*** Data rows ***

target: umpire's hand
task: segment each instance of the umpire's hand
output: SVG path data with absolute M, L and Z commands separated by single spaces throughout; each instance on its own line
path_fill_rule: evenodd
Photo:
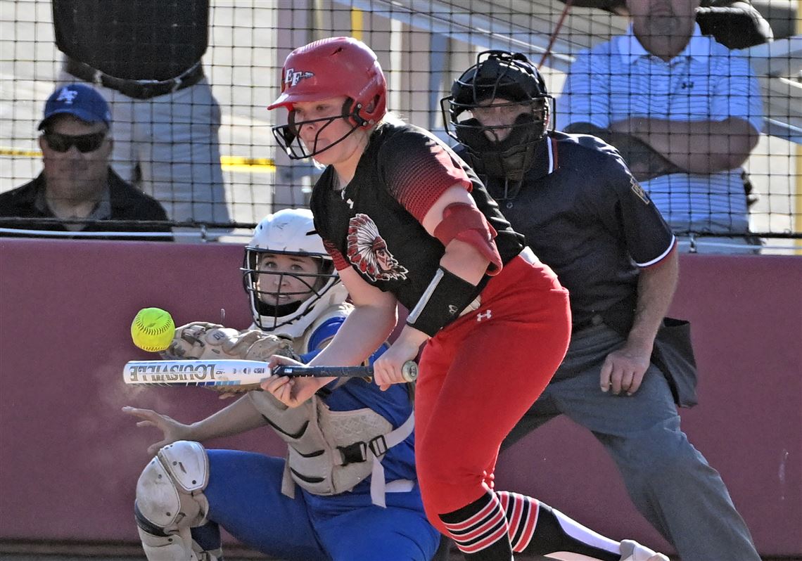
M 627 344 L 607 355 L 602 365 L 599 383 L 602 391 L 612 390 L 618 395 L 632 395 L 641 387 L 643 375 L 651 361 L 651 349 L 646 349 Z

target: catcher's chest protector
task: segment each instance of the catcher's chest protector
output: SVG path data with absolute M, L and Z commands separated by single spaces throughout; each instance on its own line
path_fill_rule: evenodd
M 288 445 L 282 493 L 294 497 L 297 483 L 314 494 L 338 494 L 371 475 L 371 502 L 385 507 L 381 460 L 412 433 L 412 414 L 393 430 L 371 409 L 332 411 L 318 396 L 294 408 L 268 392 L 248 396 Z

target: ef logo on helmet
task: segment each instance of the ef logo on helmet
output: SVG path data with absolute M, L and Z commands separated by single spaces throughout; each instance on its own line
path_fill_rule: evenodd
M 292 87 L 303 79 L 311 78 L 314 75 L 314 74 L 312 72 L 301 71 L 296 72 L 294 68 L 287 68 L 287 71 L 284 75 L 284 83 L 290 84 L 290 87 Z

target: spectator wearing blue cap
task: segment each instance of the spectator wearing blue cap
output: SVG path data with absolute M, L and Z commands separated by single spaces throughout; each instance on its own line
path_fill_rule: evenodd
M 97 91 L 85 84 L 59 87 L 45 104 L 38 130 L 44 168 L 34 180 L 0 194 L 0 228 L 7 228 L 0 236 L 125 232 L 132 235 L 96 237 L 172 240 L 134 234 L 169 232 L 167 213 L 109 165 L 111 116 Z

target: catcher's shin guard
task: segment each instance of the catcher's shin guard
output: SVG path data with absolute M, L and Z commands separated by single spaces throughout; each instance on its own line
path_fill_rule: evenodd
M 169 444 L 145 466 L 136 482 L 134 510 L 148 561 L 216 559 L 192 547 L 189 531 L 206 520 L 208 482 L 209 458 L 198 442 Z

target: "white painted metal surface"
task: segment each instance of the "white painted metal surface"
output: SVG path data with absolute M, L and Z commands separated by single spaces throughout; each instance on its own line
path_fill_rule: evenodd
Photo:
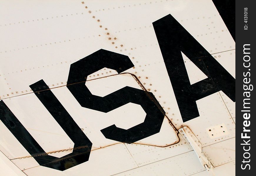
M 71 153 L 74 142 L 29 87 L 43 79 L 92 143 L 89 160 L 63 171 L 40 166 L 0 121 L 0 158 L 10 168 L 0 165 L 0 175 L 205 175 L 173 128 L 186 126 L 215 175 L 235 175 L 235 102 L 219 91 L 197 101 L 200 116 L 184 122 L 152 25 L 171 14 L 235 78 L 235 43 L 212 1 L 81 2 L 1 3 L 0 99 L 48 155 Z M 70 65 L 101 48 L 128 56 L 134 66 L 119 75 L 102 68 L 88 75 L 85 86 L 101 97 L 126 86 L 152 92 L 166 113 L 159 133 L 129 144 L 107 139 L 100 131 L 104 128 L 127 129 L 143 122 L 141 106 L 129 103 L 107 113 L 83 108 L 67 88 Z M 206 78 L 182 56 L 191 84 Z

***
*** Data rows ***

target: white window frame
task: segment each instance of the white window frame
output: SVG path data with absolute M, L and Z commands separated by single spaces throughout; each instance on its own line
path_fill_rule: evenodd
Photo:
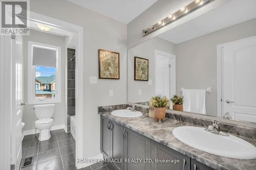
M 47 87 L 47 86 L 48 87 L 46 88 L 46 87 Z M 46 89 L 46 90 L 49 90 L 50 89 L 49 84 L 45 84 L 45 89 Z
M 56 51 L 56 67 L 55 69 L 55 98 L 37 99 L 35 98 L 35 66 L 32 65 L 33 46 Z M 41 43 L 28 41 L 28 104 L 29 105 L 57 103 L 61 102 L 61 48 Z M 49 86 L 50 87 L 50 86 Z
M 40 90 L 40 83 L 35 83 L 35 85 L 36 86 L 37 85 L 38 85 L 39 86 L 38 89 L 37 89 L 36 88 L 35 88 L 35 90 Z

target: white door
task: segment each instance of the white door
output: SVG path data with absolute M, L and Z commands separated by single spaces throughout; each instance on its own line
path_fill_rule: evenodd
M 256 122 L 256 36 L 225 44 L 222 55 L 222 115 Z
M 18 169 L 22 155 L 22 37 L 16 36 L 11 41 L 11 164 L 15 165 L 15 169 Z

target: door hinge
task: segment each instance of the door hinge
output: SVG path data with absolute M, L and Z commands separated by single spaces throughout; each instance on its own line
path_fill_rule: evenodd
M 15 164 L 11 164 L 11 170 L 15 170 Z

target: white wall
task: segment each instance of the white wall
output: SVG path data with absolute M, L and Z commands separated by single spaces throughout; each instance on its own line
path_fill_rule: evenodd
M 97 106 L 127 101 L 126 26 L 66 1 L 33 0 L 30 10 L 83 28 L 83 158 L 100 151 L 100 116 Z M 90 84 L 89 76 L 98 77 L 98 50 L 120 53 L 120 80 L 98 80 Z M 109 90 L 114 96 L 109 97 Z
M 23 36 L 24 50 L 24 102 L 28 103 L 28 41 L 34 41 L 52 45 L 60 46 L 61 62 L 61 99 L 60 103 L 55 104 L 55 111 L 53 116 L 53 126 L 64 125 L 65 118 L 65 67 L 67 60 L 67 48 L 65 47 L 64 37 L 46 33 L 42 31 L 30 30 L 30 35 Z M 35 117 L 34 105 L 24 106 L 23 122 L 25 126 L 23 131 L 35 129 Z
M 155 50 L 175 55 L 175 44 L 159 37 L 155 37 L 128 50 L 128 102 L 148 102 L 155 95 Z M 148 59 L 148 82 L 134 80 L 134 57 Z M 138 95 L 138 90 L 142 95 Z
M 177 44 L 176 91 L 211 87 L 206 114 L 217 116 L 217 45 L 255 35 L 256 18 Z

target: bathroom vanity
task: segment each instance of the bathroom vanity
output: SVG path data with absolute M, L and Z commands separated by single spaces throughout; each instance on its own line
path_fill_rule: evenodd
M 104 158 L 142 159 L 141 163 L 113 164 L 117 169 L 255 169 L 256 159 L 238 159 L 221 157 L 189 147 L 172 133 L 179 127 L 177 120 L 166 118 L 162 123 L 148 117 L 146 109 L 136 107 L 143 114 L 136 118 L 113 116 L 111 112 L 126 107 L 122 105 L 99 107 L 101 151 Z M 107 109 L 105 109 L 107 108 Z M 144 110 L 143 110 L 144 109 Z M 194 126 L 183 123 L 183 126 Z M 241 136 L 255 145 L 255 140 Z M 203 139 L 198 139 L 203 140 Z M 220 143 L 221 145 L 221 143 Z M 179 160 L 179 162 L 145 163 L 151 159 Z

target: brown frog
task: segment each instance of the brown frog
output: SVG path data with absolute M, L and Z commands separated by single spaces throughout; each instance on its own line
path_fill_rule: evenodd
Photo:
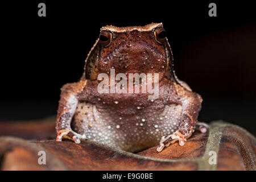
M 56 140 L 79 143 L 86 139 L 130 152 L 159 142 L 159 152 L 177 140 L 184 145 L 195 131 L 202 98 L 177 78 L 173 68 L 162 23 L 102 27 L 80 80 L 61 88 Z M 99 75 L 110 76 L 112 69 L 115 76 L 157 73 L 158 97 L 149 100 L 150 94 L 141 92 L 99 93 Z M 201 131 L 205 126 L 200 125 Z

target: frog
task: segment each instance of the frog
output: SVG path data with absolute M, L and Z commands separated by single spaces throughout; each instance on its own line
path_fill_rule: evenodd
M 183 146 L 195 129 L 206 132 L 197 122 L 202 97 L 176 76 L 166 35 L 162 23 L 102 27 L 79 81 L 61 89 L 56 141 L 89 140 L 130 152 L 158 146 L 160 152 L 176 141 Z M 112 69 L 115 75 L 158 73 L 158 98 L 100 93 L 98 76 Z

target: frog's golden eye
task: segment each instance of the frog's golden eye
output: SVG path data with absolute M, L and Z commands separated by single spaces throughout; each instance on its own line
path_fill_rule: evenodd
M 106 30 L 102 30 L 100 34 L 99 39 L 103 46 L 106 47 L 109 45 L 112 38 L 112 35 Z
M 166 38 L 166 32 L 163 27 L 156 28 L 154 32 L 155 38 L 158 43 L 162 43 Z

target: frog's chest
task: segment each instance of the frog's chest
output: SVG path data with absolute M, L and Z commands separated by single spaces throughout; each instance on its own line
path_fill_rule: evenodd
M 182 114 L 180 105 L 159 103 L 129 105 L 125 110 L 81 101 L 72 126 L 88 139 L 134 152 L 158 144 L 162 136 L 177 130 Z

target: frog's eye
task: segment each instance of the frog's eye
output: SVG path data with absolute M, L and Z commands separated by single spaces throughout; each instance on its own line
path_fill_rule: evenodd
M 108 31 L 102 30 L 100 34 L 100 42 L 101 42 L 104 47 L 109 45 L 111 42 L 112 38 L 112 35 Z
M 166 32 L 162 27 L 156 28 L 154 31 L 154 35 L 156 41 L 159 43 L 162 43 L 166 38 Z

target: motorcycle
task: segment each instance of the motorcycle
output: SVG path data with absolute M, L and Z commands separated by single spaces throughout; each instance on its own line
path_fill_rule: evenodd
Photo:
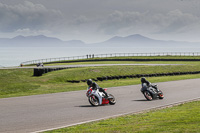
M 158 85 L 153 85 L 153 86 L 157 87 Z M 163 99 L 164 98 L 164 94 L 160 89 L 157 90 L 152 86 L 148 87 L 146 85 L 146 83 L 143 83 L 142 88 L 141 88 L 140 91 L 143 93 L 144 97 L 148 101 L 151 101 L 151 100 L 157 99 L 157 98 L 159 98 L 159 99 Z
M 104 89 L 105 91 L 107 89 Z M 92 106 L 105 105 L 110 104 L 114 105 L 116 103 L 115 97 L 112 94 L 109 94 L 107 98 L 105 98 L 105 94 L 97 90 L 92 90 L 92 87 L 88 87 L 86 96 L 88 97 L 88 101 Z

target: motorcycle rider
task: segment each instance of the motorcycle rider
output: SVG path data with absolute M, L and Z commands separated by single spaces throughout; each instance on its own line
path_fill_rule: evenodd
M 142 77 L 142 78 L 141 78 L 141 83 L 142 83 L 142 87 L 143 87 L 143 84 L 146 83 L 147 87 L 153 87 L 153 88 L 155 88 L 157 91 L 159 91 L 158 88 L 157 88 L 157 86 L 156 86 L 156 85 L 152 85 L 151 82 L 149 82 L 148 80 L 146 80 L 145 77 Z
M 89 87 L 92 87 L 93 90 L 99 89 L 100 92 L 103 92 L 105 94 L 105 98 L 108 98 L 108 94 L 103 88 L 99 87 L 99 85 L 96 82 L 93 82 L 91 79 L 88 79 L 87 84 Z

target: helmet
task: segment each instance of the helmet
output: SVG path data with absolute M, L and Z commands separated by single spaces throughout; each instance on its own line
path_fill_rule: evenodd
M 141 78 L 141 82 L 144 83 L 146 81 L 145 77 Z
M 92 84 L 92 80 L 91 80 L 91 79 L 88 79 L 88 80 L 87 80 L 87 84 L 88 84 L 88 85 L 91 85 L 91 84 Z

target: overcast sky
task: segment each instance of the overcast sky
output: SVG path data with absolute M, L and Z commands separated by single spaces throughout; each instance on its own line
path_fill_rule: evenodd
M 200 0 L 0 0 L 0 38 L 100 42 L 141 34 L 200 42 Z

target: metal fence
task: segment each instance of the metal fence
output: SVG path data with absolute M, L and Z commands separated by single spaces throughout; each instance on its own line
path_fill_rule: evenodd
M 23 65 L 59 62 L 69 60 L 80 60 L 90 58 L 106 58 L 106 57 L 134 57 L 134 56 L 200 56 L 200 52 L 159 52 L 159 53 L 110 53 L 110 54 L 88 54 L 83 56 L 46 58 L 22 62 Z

***

- Your objective
Copy the lines above, from the line containing "target: white door" through the line containing "M 104 158 L", inclusive, into a JSON list of strings with one string per line. Omit blank lines.

- Final answer
[
  "target: white door",
  "task: segment each instance of the white door",
  "output: SVG path data with absolute M, L and Z commands separated by single spaces throughout; each instance on its own line",
  "path_fill_rule: evenodd",
  "M 256 122 L 256 36 L 225 44 L 222 55 L 222 115 Z",
  "M 18 169 L 22 155 L 22 37 L 16 36 L 11 41 L 11 164 L 15 165 L 15 169 Z",
  "target: door hinge",
  "task: segment each instance of the door hinge",
  "output: SVG path data with absolute M, L and Z commands separated by single spaces throughout; each instance on its own line",
  "path_fill_rule: evenodd",
  "M 15 164 L 11 164 L 11 170 L 15 170 Z",
  "target: white wall",
  "task: segment each instance of the white wall",
  "output: SVG path data with absolute M, L and Z commands separated by single spaces throughout; each instance on its own line",
  "path_fill_rule: evenodd",
  "M 97 106 L 127 101 L 126 26 L 66 1 L 33 0 L 30 10 L 83 28 L 83 158 L 100 151 L 100 116 Z M 90 84 L 89 76 L 98 77 L 98 50 L 120 53 L 120 80 L 98 80 Z M 109 90 L 114 96 L 109 97 Z",
  "M 23 36 L 24 50 L 24 102 L 28 103 L 28 41 L 34 41 L 52 45 L 60 46 L 61 62 L 61 99 L 60 103 L 55 104 L 55 111 L 53 116 L 53 126 L 64 125 L 65 118 L 65 67 L 67 60 L 67 48 L 65 47 L 64 37 L 46 33 L 42 31 L 30 30 L 30 35 Z M 35 117 L 34 105 L 24 106 L 23 122 L 25 126 L 23 131 L 35 129 Z",
  "M 155 50 L 175 55 L 175 44 L 159 37 L 155 37 L 128 50 L 128 102 L 148 102 L 155 95 Z M 148 59 L 148 82 L 134 80 L 134 57 Z M 138 95 L 138 90 L 142 95 Z",
  "M 177 44 L 176 91 L 211 87 L 206 114 L 217 116 L 217 45 L 255 35 L 256 18 Z",
  "target: bathroom vanity",
  "task: segment each instance of the bathroom vanity",
  "output: SVG path data with absolute M, L and Z commands separated by single spaces throughout; each instance on its own line",
  "path_fill_rule: evenodd",
  "M 104 158 L 142 159 L 141 163 L 113 164 L 117 169 L 255 169 L 256 159 L 238 159 L 221 157 L 189 147 L 172 133 L 179 127 L 177 120 L 166 118 L 162 123 L 148 117 L 146 109 L 136 107 L 143 114 L 136 118 L 113 116 L 111 112 L 126 107 L 122 105 L 99 107 L 101 151 Z M 107 109 L 105 109 L 107 108 Z M 144 110 L 143 110 L 144 109 Z M 194 126 L 183 123 L 183 126 Z M 241 136 L 255 145 L 255 140 Z M 203 139 L 198 139 L 203 140 Z M 220 143 L 221 145 L 221 143 Z M 179 160 L 179 162 L 145 163 L 151 159 Z"
]